Texto original:
----

Marthin Luther King afirmou, ainda na década de 60, que sonhava em um dia ver as pessoas sendo julgadas por sua personalidade e não pela cor da sua pele. Cinco décadas se passaram depois do simbólico discurso “I have a dream” – feito durante a Marcha sobre Washington – e o sonho desse ativista, que foi assassinado nos Estados Unidos após liderar o movimento pelos direitos civis dos negros, continua sendo um sonho.
Sou obrigado a reconhecer isso ao notar a aproximação e a trivialização de demonstrações de racismo e de preconceito. Em pleno ano de 2014, em pleno Rio Grande do Sul, em plena Região Central do Estado, poucos dias atrás, um vereador negro de São Vicente do Sul, o companheiro Joel Marques, foi vítima de ofensas de cunho racista dentro do próprio Parlamento Municipal, no momento que destacava a relevância do Dia Nacional da Consciência Negra. E o mais grave: a injúria partiu de um colega de vereança.
Quando nos deparamos com um fato como esse, que transcorreu em meio a uma sessão plenária pública e cujo áudio está gravado integralmente, o primeiro sentimento é o de desolação e de impotência. Se numa Câmara de Vereadores, que é o palco da democracia, o racismo se manifesta de forma tão explícita, é de se imaginar o que pode acontecer em outros locais onde a pluralidade de opiniões é mais restrita.
Porém, o sentimento não deve ser de resignação. O sentimento deve ser de reação e de ação contra a discriminação. Corretamente, a própria vítima do caso denunciou o fato ao Ministério Público e a Polícia Civil e cobrará a devida reparação a ele e a sua família, tendo em vista que a sua esposa e a sua filha também foram atingidas pelas ofensas. Nós, na condição de vice-presidente da Comissão de Direitos Humanos da Assembleia Legislativa, relatamos a vergonhosa ocorrência ao Parlamento. O repúdio dos deputados foi geral e a Assembleia encaminhará uma moção de solidariedade ao vereador Joel.

----

Dados fornecidos:
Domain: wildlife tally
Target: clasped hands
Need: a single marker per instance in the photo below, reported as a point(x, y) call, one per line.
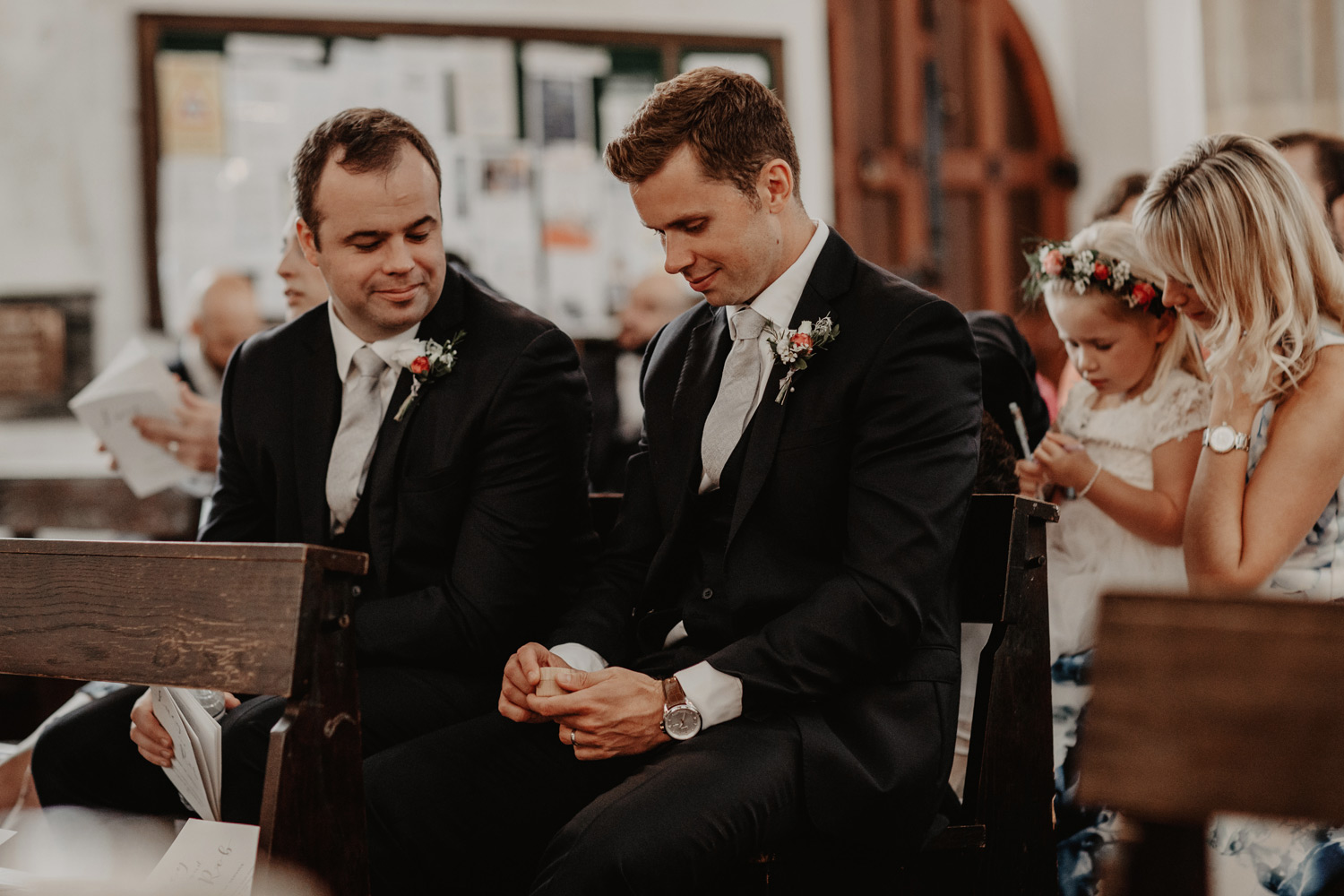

----

Instrução dada 1: Segundo o texto original, durante qual evento foi feito o discurso “I have a dream”?
Instrução dada 2: Quais pessoas foram atingidas pelas ofensas racistas, de acordo com o texto original? Cite todas.

Resposta correta 1: Durante a Marcha sobre Washington.

Resposta correta 2: O vereador Joel Marques, a esposa dele e a filha dele.